He3DB 是由移动云数据库团队研发的一款计算/存储分离的云原生数据库,He3DB通过计算/存储分离、数据冷热分层和压缩、智能中间件等技术,来保证高性能和低成本完美兼得,在获得高性能的同时,最大化的帮助客户节省数据库使用成本。
场景描述:
- master、slave1、slave2
- kill -9 slave2
- master do some insert
- slave1 promote
- slave2 connect to slave1
本场景涉及到startup进程和walreceiver,主要涉及的函数有WaitForWALToBecomeAvailable和WalReceiverMain。WaitForWALToBecomeAvailable函数用于打开包含指定LSN wal日志的segment文件,如果处于备机模式,将会一直等待新日志同步。在这个过程中需要实现日志源切换、时间线选取、流复制建立、walreceiver进程消息监听。WalReceiverMain负责与主机通信获取指定wal日志。
下面详细说明第五步slave2连接到新主slave1期间的主备流复制建立过程。
Stage 1
slave2首先进入常规crash recovery流程从pg_wal和archive读取日志进行repaly,currentSource==XLOG_FROM_ARCHIVE
xlog.c 从pg_wal和archive读取日志
switch (currentSource)
{
case XLOG_FROM_ARCHIVE:
case XLOG_FROM_PG_WAL:
/*
* WAL receiver must not be running when reading WAL from
* archive or pg_wal.
*/
Assert(!WalRcvStreaming());
/* Close any old file we might have open. */
if (readFile >= 0)
{
close(readFile);
readFile = -1;
}
/* Reset curFileTLI if random fetch. */
if (randAccess)
curFileTLI = 0;
/*
* Try to restore the file from archive, or read an existing
* file from pg_wal.
*/
readFile = XLogFileReadAnyTLI(readSegNo, DEBUG2,
currentSource == XLOG_FROM_ARCHIVE ? XLOG_FROM_ANY :
currentSource);
if (readFile >= 0)
return true; /* success! */
/*
* Nope, not found in archive or pg_wal.
*/
lastSourceFailed = true;
break;
Stage 2
当从pg_wal和archive读取完所有日志之后,切换日志源currentSource == XLOG_FROM_STREAM,并根据请求日志的起始位置来获取请求的时间线。
xlog.c 切换日志源
if (lastSourceFailed)
{
switch (currentSource)

┄┄┄┄┄┄┄┄┄┄┄┄┄┄┄┄┄┄┄┄

*练习任务*
**a.** 请照抄原文从“return true; /*”到“if (lastSourceFailed)”的文字。
**b.** 把原文中以“本场景涉及到startup进程”开头的那一段改写成要点列表，保留其主要事实。

*存储数据*
┄┄┄┄┄┄┄┄┄┄┄┄┄┄┄┄┄┄┄┄

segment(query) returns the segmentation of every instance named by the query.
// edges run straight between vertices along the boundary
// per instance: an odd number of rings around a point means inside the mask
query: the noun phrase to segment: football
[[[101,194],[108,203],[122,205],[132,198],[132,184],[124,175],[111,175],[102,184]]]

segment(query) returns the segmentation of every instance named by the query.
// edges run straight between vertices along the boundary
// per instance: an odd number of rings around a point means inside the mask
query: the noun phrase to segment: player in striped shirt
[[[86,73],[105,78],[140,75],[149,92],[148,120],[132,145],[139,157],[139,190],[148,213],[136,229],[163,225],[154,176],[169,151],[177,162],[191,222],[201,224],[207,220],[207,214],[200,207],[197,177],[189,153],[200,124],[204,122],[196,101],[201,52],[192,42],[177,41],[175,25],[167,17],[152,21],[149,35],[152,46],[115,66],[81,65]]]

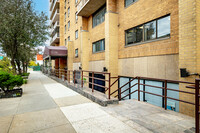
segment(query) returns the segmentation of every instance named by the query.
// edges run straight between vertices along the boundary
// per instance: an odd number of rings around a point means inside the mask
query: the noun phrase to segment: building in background
[[[129,76],[191,82],[198,78],[183,78],[179,72],[186,68],[190,73],[200,73],[197,0],[50,0],[50,12],[50,45],[67,48],[66,57],[52,61],[55,69],[107,70],[112,77],[127,76],[120,79],[119,86],[130,80]],[[161,82],[146,82],[162,86]],[[187,90],[182,84],[168,86]],[[170,95],[194,101],[192,95]],[[156,96],[144,98],[163,105]],[[173,100],[168,103],[176,111],[194,114],[192,105]]]
[[[36,64],[39,64],[40,66],[43,64],[43,55],[42,54],[37,54]]]
[[[0,60],[3,60],[3,57],[4,57],[4,56],[0,54]]]

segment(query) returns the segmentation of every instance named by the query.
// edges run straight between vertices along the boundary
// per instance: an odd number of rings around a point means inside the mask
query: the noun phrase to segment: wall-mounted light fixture
[[[180,71],[181,71],[181,77],[189,77],[191,75],[196,75],[196,76],[199,76],[198,73],[189,73],[186,68],[180,68]]]
[[[107,69],[106,67],[103,67],[103,71],[104,71],[104,72],[107,72],[108,69]]]

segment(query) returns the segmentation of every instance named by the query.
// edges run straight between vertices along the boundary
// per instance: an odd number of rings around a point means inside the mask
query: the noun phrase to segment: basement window
[[[100,8],[92,17],[93,28],[105,21],[106,6]]]
[[[94,42],[92,44],[92,49],[93,49],[92,50],[93,53],[104,51],[105,50],[105,39]]]
[[[133,4],[136,1],[137,0],[125,0],[124,5],[125,5],[125,7],[128,7],[128,6],[130,6],[131,4]]]
[[[170,37],[170,15],[125,31],[125,45]]]
[[[78,39],[78,30],[75,31],[75,39]]]
[[[78,49],[75,49],[75,57],[78,57]]]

┄┄┄┄┄┄┄┄┄┄┄┄┄┄┄┄┄┄┄┄

*参考答案*
**a.**
return true; /* success! */
/*
* Nope, not found in archive or pg_wal.
*/
lastSourceFailed = true;
break;
Stage 2
当从pg_wal和archive读取完所有日志之后,切换日志源currentSource == XLOG_FROM_STREAM,并根据请求日志的起始位置来获取请求的时间线。
xlog.c 切换日志源
if (lastSourceFailed)

**b.**
- 涉及进程：startup进程和walreceiver
- 主要函数：WaitForWALToBecomeAvailable和WalReceiverMain
- WaitForWALToBecomeAvailable：打开包含指定LSN wal日志的segment文件；处于备机模式时一直等待新日志同步
- 此过程需实现：日志源切换、时间线选取、流复制建立、walreceiver进程消息监听
- WalReceiverMain：与主机通信，获取指定wal日志